──────── TASK INPUT ────────
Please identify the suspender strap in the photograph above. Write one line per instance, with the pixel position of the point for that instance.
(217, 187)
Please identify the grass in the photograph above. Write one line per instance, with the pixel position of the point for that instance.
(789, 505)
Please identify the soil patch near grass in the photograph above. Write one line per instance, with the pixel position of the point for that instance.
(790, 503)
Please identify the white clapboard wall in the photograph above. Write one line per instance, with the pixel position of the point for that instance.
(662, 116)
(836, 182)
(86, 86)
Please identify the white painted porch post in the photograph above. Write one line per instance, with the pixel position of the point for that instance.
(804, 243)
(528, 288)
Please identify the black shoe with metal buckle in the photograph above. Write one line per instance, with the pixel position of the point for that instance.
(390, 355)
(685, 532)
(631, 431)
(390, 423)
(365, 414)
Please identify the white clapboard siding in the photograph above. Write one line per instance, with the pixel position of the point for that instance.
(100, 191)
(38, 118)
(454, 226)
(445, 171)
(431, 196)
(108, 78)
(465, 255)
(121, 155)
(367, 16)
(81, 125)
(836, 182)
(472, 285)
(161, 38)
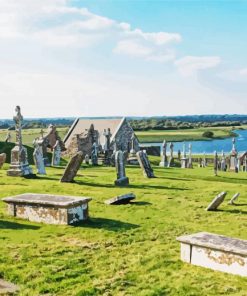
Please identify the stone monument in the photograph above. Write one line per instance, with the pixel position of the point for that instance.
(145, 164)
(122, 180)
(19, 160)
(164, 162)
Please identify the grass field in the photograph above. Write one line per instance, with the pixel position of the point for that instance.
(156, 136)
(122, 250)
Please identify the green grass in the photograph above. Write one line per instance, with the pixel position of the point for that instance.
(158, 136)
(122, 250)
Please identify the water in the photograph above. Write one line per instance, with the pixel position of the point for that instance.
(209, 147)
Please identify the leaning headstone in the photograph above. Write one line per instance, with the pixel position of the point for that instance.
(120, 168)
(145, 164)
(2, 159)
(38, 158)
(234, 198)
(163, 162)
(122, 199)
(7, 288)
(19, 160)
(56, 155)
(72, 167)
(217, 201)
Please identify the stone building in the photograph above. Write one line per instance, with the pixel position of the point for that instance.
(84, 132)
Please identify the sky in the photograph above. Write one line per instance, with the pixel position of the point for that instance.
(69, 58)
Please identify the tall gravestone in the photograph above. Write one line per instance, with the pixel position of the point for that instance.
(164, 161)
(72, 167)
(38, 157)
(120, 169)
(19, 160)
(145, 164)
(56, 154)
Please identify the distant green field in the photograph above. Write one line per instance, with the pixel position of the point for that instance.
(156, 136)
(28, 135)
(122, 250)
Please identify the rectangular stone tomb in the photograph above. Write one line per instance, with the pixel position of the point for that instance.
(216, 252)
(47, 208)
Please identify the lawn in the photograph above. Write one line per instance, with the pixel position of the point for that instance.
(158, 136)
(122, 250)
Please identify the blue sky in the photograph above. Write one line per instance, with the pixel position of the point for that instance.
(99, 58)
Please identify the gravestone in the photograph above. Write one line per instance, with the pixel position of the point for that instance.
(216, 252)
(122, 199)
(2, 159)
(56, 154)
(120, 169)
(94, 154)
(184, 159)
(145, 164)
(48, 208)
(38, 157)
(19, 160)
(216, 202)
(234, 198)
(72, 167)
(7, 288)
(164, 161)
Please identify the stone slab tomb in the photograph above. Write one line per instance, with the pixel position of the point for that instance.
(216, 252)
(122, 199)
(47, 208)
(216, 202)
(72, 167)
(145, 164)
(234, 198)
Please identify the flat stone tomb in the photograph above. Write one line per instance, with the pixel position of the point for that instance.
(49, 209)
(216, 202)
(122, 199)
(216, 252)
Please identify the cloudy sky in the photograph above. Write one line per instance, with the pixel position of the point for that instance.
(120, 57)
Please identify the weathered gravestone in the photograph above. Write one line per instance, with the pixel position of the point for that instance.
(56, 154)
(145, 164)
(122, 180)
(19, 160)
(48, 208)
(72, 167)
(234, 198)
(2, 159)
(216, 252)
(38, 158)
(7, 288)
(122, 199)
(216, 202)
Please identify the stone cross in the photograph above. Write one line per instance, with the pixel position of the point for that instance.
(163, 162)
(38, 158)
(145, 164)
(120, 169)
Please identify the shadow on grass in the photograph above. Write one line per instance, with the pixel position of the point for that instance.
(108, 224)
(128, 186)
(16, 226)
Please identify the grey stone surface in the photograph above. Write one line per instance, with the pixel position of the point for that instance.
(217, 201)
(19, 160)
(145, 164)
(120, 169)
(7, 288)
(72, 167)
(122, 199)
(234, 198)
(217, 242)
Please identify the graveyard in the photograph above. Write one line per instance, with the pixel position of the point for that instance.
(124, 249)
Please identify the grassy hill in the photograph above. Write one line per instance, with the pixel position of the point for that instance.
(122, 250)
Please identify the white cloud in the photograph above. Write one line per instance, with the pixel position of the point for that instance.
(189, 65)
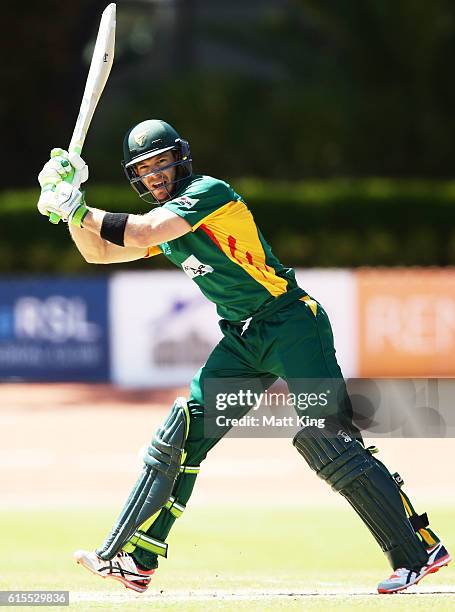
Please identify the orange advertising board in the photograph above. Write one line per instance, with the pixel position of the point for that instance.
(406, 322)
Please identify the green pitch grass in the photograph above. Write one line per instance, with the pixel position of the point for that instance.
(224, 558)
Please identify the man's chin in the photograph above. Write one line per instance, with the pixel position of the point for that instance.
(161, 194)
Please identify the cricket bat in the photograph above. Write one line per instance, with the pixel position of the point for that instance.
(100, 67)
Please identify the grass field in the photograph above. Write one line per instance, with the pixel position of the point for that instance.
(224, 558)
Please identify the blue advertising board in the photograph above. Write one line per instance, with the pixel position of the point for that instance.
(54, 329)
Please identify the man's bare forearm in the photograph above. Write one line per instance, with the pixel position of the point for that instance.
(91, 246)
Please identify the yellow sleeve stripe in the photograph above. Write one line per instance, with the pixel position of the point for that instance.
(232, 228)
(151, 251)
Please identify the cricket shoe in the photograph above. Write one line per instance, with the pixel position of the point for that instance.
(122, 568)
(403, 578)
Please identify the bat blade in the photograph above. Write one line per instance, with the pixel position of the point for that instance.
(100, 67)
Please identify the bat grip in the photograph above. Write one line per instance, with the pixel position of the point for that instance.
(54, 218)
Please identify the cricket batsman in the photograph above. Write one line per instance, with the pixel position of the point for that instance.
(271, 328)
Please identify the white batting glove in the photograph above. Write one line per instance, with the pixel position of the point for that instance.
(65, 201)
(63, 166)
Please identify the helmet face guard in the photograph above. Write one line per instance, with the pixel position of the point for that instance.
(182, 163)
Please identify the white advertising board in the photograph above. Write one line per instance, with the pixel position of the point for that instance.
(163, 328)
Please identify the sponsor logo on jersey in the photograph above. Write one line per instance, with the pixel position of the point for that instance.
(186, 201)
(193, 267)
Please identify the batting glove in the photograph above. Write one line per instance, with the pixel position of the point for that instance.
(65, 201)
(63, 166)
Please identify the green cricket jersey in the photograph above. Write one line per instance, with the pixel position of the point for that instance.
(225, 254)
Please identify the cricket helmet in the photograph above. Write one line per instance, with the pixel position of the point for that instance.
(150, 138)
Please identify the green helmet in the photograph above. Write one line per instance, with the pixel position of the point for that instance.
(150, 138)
────────
▶ WHAT IS BEING ASKED: In your copy, leave out the pictures and reproduce the material above exactly.

▶ REPLY:
Please identify the suspender strap in the photograph above. Write one line per instance, with the pixel position of the point for that instance.
(217, 187)
Please identify the grass in the photograph above. Write one line per instance, with the pixel position of the point for that instance.
(789, 505)
Please identify the soil patch near grass in the photograph above. Write one line per instance, with the pixel position of the point for that instance.
(790, 503)
Please identify the white clapboard wall in the photograph above. Write one line per instance, with the pixel position of the point for that instance.
(662, 116)
(836, 182)
(86, 86)
Please identify the white painted porch post in the photograph above. Write one line per instance, with the pixel position of the point for that instance.
(804, 243)
(528, 288)
Please identify the black shoe with metal buckle in the photograph above. Write one line per instance, with the pixel position of the point for that instance.
(390, 355)
(685, 532)
(631, 431)
(390, 423)
(365, 414)
Please identify the white clapboard siding in the photograph above. Write one line per instance, with the pixel position of the point for that instance.
(100, 191)
(38, 118)
(454, 226)
(445, 171)
(431, 196)
(108, 78)
(465, 255)
(121, 155)
(367, 16)
(81, 125)
(836, 182)
(472, 285)
(161, 38)
Please identify the stone monument in the photograph above. Write one line per instance, with the pixel position of the point for that instance.
(145, 164)
(122, 180)
(19, 160)
(164, 162)
Please identify the grass field in the photograph above. Write one line per instance, with the pixel position of the point for that instance.
(156, 136)
(122, 250)
Please identify the green grass in the photograph above. Write one line per instance, with the pixel position of the point for that instance.
(158, 136)
(122, 250)
Please identify the water in the photograph above. Write one line per instance, with the pixel position of the point for that instance.
(209, 147)
Please identify the leaning headstone in the photograph above. Write one line per instance, with the pixel position of the point for that instance.
(120, 168)
(145, 164)
(2, 159)
(38, 158)
(234, 198)
(163, 162)
(122, 199)
(7, 288)
(19, 160)
(56, 155)
(72, 167)
(217, 201)
Please identify the stone building in the photograph above. Write one line per instance, with the pixel position of the point for that instance.
(84, 132)
Please identify the sky in the photograph above. Write one line per instance, with the pixel position of the point for that instance.
(69, 58)
Please identify the tall gravestone in the photograph above. Write one line per instance, with the pixel position of the point for that instance.
(164, 161)
(72, 167)
(38, 157)
(120, 169)
(19, 160)
(145, 164)
(56, 154)
Please identify the distant green field in the photograph above. Write one line per instance, with the pixel position of the point for that instance.
(156, 136)
(28, 135)
(122, 250)
Please identify the rectangular stone tomb in the photograph above. Write one line per instance, with the pixel position of the point for that instance.
(216, 252)
(47, 208)
Please identify the lawn in the photograph above. Write one line per instance, with the pixel position of the point for that instance.
(158, 136)
(122, 250)
Please identify the blue sky in the photograph above. Write one line per instance, with the pixel position of the point for that instance.
(99, 58)
Please identify the gravestone in the photograph above. Write one line per instance, with the pixel position of the point for that instance.
(216, 252)
(122, 199)
(2, 159)
(56, 154)
(120, 169)
(94, 154)
(184, 159)
(145, 164)
(48, 208)
(38, 157)
(19, 160)
(216, 202)
(234, 198)
(72, 167)
(7, 288)
(164, 161)
Please identify the stone slab tomb in the photograph above. Write one line per instance, with the pixel position of the point for that instance.
(216, 252)
(122, 199)
(47, 208)
(216, 202)
(72, 167)
(145, 164)
(234, 198)
Please identify the flat stone tomb in the photograph above. Write one line per instance, with the pixel position of the point for that instance.
(49, 209)
(216, 202)
(122, 199)
(216, 252)
Please identify the cloudy sky in the photograph above. Write one line per instance, with the pixel position of the point for that instance.
(120, 57)
Please identify the weathered gravestone in the photograph above. Write one line per instance, with the pixel position of the point for that instance.
(56, 154)
(145, 164)
(122, 180)
(19, 160)
(48, 208)
(72, 167)
(234, 198)
(2, 159)
(216, 252)
(38, 158)
(7, 288)
(122, 199)
(216, 202)
Please identify the stone cross in the photograph above. Write one line per instance, with the pixel position of the point for that instance.
(163, 162)
(38, 158)
(145, 164)
(120, 169)
Please identify the shadow on grass in the photograph above. Write one line per instance, with the pixel position of the point for that instance.
(108, 224)
(128, 186)
(16, 226)
Please identify the grey stone surface in the photograph above. Write one line per instance, with the pixel position of the point for that instance.
(217, 201)
(19, 160)
(145, 164)
(120, 169)
(7, 288)
(72, 167)
(122, 199)
(234, 198)
(217, 242)
Please identify the graveyard in the photograph above. Write one line per instance, with the pixel position of the point for that instance.
(124, 249)
Please identify the grassy hill in the photograph above. Write one line per instance, with the pixel position of the point for that instance.
(122, 250)
Please identify the white cloud in the photograph above. Write one line per instance, with the pixel position of the point for that instance.
(189, 65)
Please identify the orange advertising board in the photograph above. Write one line per instance, with the pixel position of the point for that instance.
(406, 322)
Please identify the green pitch grass in the photograph above. Write one line per instance, with the pixel position of the point for that instance.
(224, 558)
Please identify the man's chin in the photograph above. Write one line per instance, with the pixel position of the point for that instance.
(161, 194)
Please identify the cricket bat in the photograph above. Write one line per instance, with the pixel position of the point for that instance.
(100, 67)
Please identify the grass field in the photograph above. Write one line per instance, with the pixel position of the point for that instance.
(224, 558)
Please identify the blue advertising board in the photograph above. Write one line per instance, with the pixel position of the point for that instance.
(54, 329)
Please identify the man's bare forearm in the photograph above. Write one line per instance, with the pixel position of the point for that instance.
(91, 246)
Please identify the yellow sleeve stripe in the photograph above. Write one line per instance, with the pixel position of the point for that instance.
(232, 228)
(151, 251)
Please identify the cricket shoe in the photograph above. Write one line per instance, with the pixel position of the point for that instance.
(122, 568)
(403, 578)
Please identify the bat blade in the photograph above. Write one line per instance, with the pixel position of the point for that instance.
(100, 67)
Please identify the bat grip in the photograph above. Write one line per instance, with the pixel position of the point for that instance.
(54, 218)
Please identify the cricket batsman in the photograph above. Write one line per instance, with the pixel position of the point for that instance.
(271, 328)
Please identify the white batting glove in the photograph above. Write one line per instance, with the pixel position of the point for that instance.
(65, 201)
(63, 166)
Please identify the helmet face guard in the photograph above. Write one line per instance, with the pixel position of the point for that instance.
(182, 163)
Please identify the white advertising board in the photograph above. Write one line per instance, with the pixel position of the point for that instance.
(163, 328)
Please identify the sponsor logo on jersey in the photograph above. Write one line per instance, with the pixel position of the point for that instance.
(186, 201)
(193, 267)
Please identify the batting glove in the photograph above. Write one line per instance, with the pixel position of the point for that instance.
(65, 201)
(63, 166)
Please identify the green cricket jersey in the photograph above. Write one line per instance, with the pixel position of the point for that instance.
(225, 254)
Please identify the cricket helmet in the photograph above. Write one line per instance, with the pixel position of the point for that instance.
(150, 138)
Please identify the green helmet in the photograph above. Write one line per instance, with the pixel position of the point for that instance.
(150, 138)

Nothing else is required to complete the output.